§ **EXTRACTED MATERIAL**:
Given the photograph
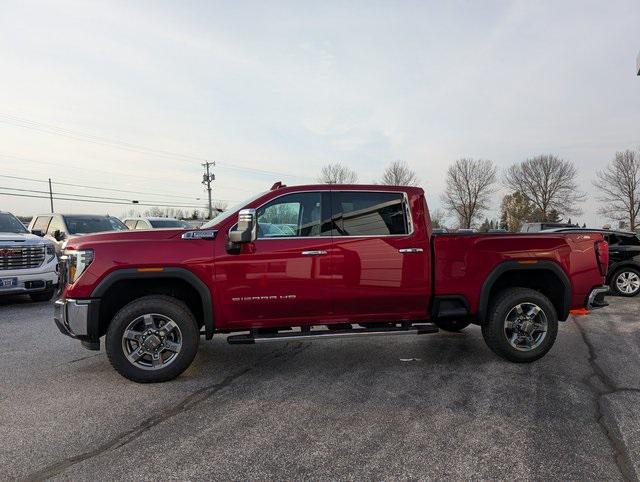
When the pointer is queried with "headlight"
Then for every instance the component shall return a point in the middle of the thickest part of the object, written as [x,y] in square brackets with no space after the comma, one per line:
[51,252]
[77,262]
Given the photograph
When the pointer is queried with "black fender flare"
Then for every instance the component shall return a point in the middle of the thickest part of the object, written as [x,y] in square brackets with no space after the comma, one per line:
[506,266]
[613,267]
[171,272]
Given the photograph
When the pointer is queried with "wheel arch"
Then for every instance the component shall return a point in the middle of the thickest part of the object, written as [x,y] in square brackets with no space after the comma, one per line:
[627,263]
[549,279]
[185,285]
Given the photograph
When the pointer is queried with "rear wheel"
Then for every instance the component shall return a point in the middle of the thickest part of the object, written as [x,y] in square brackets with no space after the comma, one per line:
[626,282]
[451,325]
[521,325]
[152,339]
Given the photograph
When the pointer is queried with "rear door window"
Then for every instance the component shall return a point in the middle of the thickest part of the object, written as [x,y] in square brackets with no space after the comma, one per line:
[365,213]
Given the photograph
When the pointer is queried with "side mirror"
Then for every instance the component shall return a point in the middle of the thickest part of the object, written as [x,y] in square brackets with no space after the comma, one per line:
[247,229]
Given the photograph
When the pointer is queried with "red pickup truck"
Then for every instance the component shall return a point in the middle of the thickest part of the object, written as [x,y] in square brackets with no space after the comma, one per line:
[320,261]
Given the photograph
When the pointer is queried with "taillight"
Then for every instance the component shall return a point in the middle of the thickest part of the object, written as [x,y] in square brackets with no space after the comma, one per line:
[602,255]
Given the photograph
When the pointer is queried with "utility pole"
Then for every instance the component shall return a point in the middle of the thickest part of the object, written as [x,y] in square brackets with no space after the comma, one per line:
[50,195]
[207,177]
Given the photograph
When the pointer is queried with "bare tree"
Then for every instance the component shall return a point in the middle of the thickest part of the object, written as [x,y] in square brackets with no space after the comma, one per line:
[515,210]
[548,182]
[438,217]
[470,184]
[619,186]
[336,173]
[398,173]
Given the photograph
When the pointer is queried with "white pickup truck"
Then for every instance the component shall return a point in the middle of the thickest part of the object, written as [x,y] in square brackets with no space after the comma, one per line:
[28,263]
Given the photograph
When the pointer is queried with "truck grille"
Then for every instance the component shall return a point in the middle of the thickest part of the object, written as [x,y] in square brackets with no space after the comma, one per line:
[22,257]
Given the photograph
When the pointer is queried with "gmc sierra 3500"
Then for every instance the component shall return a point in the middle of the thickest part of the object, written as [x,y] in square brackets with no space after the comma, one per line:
[320,261]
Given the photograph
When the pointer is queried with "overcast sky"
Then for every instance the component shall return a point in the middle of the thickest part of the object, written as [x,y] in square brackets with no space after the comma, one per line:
[286,87]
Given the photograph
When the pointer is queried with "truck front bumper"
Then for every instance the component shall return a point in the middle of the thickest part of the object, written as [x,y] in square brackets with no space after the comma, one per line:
[79,319]
[596,297]
[31,282]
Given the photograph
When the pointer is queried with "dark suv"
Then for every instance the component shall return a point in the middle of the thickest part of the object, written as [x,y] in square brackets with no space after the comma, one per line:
[624,260]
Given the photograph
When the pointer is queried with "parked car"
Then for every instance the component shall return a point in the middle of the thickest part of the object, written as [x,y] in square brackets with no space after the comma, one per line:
[361,260]
[624,260]
[535,227]
[28,263]
[154,223]
[60,228]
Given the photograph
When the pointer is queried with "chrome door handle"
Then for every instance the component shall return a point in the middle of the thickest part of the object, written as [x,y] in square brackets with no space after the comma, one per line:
[410,250]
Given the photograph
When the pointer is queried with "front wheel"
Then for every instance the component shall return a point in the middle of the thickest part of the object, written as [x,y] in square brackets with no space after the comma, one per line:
[521,325]
[152,339]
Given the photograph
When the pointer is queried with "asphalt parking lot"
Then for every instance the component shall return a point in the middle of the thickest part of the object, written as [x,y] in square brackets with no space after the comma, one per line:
[429,406]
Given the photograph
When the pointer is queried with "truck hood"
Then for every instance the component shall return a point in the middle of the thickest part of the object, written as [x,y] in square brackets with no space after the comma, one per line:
[23,239]
[124,236]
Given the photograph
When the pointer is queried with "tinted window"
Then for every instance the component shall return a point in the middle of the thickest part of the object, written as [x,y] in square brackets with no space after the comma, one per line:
[629,240]
[168,223]
[93,224]
[292,215]
[42,222]
[370,213]
[10,224]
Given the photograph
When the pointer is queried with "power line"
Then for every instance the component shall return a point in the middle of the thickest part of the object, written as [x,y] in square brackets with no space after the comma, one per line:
[146,177]
[103,188]
[83,196]
[95,201]
[91,138]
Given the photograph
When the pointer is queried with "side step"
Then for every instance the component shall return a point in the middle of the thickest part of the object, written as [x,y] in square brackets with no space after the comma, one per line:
[417,329]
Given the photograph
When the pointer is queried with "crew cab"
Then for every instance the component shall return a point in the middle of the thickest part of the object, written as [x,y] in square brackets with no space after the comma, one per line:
[320,261]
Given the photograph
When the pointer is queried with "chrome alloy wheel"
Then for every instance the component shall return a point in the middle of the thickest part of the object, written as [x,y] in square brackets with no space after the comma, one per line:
[152,341]
[628,282]
[525,326]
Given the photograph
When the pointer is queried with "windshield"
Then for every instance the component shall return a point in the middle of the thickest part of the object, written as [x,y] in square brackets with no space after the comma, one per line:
[168,223]
[230,212]
[10,224]
[93,224]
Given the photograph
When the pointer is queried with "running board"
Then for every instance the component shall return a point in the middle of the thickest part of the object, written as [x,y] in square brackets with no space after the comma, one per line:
[421,329]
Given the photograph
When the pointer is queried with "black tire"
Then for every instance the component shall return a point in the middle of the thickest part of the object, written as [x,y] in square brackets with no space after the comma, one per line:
[41,296]
[626,270]
[452,325]
[165,306]
[494,332]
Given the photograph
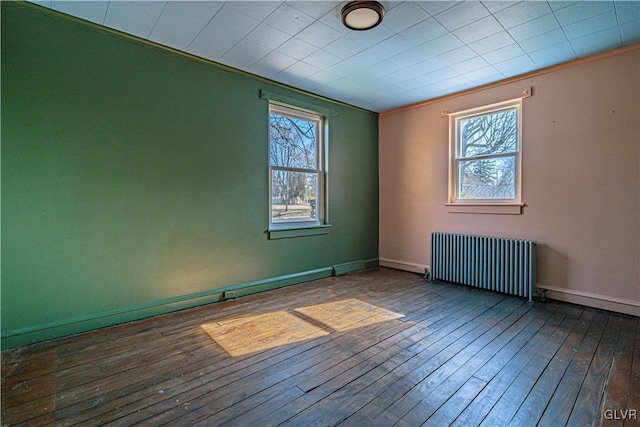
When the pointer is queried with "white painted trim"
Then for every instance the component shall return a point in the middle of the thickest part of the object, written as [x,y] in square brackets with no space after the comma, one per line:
[404,265]
[604,302]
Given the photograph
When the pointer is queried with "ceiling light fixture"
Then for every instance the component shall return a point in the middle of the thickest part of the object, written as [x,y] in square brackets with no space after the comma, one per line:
[362,15]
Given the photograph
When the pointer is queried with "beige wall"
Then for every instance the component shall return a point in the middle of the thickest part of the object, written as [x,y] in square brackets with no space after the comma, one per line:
[581,180]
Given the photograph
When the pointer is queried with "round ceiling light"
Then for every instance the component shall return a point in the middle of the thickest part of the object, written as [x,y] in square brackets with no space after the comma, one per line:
[362,15]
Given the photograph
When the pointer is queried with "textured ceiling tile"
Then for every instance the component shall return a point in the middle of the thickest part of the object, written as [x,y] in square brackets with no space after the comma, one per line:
[181,22]
[272,64]
[533,28]
[630,32]
[315,9]
[627,11]
[469,65]
[435,7]
[318,34]
[556,54]
[591,25]
[289,19]
[462,14]
[424,31]
[512,67]
[542,41]
[371,37]
[405,15]
[595,42]
[94,11]
[580,11]
[245,53]
[441,44]
[255,9]
[226,29]
[478,30]
[267,36]
[296,48]
[321,59]
[345,47]
[134,17]
[496,6]
[522,12]
[503,54]
[491,43]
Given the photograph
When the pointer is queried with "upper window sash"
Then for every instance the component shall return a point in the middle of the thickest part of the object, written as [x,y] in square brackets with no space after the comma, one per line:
[492,146]
[308,171]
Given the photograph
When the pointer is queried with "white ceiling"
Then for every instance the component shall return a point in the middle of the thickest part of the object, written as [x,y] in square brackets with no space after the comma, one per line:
[422,50]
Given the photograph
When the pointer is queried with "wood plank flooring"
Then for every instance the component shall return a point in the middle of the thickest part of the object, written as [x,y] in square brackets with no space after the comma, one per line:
[459,356]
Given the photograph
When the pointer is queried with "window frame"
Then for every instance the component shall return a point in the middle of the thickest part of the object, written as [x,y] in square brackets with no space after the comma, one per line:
[282,228]
[493,205]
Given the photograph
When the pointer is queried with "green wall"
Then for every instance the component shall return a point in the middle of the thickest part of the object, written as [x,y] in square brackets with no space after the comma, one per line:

§ **WORK TO DO**: From the data above, keep only the lines that contain the string "pickup", matching case exactly, and copy each one unchanged.

§ **SOLUTION TO THIS TASK**:
When the pointer is queried with "red pickup truck"
When the pointer is queried with "white pickup truck"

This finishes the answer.